Brano di partenza
···

E sotto al dolce chiaro di luna tutte quelle bestie, allietate dalla bella notte e lontane dall’uomo, per il quale non c’è posto nel grande regno acquatico, si agitavano, emettevano grida e chiacchieravano, senza dubbio, nella loro lingua d’uccelli, riempiendo il cielo luminoso con le loro voci stridule, alle quali rispondeva soltanto l’abbaiare dei cani arabi o l’uggiolio degli sciacalli.
 
14 dicembre
Dopo aver attraversato qualche pianura coltivata qua e là dagli indigeni, che potrebbe essere resa più fertile anziché essere lasciata incolta per la maggior parte del tempo, scopriamo a sinistra il lungo specchio d’acqua del lago Tritone. Ci avviciniamo a poco a poco e ci sembra di vedere delle isole, molte isole grandi, bianche e nere. Sono le popolazioni di uccelli che nuotano e galleggiano in masse compatte. Sui bordi, delle gru enormi passeggiano a due a due, a tre a tre, sulle loro alte zampe. Nella pianura, fra i ciuffi di macchia sovrastati dalle loro teste in movimento, se ne vedono altre.

Questo lago, la cui profondità raggiunge i sei- otto metri, quest’estate, dopo quindici mesi di siccità, era completamente asciutto, una cosa mai vista a memoria d’uomo. Ma malgrado la sua considerevole estensione, in autunno si è riempito in un solo giorno, grazie alle piogge cadute sulle montagne centrali, che esso raccoglie. Queste campagne, anziché essere attraversate da fiumi dal corso preciso che incanalano l’acqua della pioggia, come avviene in Algeria, sono percorse da torrenti la cui corrente è fermata dal minimo ostacolo. In questo sta la loro fortuna perché ogni acquazzone caduto sui monti lontani si spande sull’intera pianura, inondandola per parecchi giorni o per parecchie ore e trasformandola in un’immensa palude. Lo strato di limo la concima e la rende fertile, come succede in Egitto con il Nilo.

Attraversiamo una landa sconfinata dove si è diffusa, come una lebbra, una piccola pianta grassa di colore  grigioverde, che i cammelli mangiano con avidità. Ne scorgiamo, infatti, enormi branchi intenti a  brucarla. Quando passiamo in mezzo a loro, ci guardano con i loro grossi occhi luccicanti. Sembra di essere agli albori del mondo, quando il Creatore esitante gettava sulla terra manciate di razze informi, per giudicare il valore e l’effetto della sua opera. In seguito, le ha a poco a poco distrutte, lasciando sopravvivere, in questo grande continente trascurato che è l’Africa, solo alcuni tipi primitivi, accanto alle giraffe, agli struzzi e ai dromedari dimenticati fra le sabbie.

···

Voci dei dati
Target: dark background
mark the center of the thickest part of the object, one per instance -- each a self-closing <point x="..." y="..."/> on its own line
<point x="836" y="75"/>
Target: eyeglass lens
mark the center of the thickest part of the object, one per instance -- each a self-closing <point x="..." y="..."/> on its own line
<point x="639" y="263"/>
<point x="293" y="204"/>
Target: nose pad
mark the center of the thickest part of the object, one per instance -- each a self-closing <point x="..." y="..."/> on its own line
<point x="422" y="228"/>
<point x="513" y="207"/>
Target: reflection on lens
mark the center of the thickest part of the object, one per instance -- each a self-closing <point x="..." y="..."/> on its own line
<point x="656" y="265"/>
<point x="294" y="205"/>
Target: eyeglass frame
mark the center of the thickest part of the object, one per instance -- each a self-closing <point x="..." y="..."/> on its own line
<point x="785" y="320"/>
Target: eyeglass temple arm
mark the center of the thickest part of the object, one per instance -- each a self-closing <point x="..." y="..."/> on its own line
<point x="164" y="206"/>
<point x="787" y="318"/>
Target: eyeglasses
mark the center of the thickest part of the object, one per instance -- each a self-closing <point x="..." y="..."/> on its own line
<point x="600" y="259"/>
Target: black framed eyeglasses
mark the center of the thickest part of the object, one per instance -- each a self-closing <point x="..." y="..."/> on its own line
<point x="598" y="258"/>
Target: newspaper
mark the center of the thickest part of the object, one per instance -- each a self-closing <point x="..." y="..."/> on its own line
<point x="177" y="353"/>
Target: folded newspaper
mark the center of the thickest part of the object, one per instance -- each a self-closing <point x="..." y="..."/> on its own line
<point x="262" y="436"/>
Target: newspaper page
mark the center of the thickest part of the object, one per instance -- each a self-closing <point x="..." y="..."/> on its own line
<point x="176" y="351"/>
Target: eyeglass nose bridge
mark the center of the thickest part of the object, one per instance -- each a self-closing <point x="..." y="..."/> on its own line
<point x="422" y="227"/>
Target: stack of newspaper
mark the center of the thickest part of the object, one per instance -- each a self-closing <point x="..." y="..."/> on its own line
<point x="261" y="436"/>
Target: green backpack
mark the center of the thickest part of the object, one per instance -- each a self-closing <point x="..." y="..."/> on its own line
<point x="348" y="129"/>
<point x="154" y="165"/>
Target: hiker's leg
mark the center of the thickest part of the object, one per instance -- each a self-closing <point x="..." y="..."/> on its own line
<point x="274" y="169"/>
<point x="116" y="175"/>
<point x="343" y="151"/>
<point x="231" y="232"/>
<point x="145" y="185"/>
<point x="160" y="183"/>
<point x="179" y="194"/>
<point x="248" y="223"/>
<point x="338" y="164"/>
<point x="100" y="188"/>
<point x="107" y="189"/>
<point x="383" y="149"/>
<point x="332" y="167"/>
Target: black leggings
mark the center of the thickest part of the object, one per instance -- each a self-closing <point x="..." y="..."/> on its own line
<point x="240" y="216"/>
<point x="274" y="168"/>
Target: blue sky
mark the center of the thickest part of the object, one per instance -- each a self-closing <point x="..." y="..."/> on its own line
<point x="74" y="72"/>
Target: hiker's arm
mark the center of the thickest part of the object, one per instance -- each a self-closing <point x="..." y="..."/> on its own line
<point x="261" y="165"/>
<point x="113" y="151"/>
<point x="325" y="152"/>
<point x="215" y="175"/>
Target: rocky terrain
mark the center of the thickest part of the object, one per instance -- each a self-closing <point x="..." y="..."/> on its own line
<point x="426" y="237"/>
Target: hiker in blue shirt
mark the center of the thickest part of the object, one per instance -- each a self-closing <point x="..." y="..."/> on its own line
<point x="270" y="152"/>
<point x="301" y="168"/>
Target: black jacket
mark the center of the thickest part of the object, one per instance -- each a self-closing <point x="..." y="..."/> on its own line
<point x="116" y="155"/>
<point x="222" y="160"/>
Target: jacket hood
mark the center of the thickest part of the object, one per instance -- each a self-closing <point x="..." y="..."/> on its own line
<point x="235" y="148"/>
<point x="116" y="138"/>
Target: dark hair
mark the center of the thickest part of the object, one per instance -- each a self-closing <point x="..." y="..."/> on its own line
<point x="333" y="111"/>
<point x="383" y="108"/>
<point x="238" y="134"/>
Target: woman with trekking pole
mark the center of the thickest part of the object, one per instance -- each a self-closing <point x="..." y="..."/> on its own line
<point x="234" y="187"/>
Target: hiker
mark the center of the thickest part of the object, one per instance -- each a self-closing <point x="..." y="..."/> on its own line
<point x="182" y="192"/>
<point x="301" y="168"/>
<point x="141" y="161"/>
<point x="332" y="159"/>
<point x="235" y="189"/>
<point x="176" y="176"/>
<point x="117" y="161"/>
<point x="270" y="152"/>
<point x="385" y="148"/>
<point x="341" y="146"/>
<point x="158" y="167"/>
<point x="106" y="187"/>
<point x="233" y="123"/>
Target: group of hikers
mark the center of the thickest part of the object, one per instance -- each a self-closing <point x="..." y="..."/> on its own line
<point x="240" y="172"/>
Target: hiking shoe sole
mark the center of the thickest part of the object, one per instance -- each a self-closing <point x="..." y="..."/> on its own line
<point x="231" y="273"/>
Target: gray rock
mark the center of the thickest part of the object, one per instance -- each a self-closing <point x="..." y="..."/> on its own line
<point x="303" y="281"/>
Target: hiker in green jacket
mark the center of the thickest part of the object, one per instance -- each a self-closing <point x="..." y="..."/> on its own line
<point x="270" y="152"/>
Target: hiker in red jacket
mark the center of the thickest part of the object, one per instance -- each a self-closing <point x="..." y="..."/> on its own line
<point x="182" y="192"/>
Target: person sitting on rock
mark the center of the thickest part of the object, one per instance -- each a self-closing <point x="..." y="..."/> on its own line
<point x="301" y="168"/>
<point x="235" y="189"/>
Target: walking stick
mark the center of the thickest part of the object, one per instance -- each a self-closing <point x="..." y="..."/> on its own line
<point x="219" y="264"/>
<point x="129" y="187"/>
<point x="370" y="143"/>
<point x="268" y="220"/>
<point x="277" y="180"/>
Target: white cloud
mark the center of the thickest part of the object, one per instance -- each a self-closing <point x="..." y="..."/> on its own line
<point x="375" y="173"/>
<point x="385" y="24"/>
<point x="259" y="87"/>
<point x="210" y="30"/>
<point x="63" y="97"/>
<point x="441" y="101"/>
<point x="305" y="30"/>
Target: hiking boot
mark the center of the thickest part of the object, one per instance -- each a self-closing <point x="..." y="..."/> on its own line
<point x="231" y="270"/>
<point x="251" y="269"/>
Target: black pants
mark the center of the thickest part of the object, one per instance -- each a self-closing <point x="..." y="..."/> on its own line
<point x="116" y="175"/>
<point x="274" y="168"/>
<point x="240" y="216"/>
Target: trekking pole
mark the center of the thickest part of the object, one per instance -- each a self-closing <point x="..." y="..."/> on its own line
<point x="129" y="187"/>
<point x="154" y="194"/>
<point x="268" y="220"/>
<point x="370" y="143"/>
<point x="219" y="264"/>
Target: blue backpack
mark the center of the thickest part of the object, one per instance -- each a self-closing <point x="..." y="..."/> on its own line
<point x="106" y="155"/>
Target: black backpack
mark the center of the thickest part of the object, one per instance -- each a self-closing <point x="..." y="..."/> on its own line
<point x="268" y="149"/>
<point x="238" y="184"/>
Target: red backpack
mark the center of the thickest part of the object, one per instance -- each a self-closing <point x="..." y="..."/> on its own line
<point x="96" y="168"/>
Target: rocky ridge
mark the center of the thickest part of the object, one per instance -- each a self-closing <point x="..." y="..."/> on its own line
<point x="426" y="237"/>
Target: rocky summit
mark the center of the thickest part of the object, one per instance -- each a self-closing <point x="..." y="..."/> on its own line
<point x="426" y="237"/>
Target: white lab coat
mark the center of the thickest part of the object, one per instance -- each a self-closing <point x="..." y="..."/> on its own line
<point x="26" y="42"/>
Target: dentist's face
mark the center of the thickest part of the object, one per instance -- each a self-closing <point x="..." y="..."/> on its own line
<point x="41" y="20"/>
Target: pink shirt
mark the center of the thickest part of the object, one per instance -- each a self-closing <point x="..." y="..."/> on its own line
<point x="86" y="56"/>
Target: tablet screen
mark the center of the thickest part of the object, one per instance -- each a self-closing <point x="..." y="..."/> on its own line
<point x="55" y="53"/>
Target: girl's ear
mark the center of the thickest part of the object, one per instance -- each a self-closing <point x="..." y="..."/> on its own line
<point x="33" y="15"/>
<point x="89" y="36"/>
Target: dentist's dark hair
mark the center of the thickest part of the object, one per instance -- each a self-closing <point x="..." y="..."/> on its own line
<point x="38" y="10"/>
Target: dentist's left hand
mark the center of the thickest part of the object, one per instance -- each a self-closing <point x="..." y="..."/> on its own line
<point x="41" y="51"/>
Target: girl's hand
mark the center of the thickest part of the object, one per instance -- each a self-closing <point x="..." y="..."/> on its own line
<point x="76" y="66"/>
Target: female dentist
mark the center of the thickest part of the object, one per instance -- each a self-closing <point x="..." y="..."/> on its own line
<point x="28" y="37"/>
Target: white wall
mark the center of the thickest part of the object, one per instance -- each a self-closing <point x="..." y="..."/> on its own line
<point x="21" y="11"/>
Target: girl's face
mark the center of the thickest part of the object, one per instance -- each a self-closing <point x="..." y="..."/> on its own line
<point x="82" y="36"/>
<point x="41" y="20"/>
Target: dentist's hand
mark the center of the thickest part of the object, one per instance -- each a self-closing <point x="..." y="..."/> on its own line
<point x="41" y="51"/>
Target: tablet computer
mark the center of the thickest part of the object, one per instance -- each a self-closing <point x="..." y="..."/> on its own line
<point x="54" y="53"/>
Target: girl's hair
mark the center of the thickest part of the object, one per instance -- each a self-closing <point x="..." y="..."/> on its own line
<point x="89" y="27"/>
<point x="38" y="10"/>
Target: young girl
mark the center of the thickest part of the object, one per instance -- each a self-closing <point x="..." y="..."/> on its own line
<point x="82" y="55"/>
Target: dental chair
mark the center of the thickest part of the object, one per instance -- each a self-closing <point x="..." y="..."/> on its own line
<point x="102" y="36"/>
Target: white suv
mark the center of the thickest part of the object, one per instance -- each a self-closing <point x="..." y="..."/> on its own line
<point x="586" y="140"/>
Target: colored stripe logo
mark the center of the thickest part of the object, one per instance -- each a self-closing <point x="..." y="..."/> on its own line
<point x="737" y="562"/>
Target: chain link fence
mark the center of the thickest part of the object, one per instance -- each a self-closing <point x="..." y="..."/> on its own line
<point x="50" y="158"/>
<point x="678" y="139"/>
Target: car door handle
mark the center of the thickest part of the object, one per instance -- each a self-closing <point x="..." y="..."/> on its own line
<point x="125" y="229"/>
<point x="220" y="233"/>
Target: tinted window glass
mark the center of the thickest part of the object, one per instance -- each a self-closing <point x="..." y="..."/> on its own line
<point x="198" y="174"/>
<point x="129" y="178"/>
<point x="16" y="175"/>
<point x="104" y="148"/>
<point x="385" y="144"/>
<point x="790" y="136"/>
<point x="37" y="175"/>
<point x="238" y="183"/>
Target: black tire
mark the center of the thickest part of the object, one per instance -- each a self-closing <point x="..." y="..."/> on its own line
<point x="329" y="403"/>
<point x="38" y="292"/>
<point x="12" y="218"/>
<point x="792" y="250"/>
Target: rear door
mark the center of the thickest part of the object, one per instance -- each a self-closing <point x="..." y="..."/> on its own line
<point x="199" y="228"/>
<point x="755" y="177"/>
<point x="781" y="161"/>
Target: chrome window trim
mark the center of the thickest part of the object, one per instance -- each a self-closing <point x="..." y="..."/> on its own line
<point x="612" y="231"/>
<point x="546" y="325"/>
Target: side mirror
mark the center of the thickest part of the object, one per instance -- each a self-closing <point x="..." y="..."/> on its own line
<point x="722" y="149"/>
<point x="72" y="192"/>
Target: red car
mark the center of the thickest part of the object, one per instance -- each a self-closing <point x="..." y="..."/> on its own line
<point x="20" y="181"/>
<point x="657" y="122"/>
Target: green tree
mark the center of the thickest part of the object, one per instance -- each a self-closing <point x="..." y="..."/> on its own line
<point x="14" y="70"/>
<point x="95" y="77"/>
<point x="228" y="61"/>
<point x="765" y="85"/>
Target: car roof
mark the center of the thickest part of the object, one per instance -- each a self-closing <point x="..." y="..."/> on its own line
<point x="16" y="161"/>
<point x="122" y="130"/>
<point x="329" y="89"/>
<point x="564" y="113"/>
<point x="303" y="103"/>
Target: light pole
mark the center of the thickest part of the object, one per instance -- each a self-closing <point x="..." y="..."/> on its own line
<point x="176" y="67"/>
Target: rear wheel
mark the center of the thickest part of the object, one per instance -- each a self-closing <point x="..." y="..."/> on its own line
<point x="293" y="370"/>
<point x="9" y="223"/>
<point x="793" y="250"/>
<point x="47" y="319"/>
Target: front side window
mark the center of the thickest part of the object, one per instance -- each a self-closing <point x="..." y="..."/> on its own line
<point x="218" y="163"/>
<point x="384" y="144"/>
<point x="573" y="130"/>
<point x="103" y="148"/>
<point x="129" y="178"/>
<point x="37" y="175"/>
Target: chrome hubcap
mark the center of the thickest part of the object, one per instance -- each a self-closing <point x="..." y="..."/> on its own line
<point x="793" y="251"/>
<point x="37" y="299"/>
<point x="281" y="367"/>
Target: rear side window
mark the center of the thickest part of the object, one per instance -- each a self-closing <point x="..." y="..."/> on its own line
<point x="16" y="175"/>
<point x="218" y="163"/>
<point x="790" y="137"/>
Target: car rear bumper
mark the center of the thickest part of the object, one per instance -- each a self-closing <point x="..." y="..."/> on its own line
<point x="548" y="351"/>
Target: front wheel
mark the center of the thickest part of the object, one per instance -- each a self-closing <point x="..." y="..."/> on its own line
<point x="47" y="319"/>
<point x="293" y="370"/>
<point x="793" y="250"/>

···

Consegne
[1] Quale profondità raggiunge il lago Tritone secondo il brano?
[2] Elenca tutti i nomi propri di luoghi geografici che compaiono nel brano.
I dati non hanno alcun legame con il brano.

Risposte in ordine
[1] Raggiunge i sei-otto metri.

[2] Lago Tritone, Algeria, Egitto, Nilo, Africa.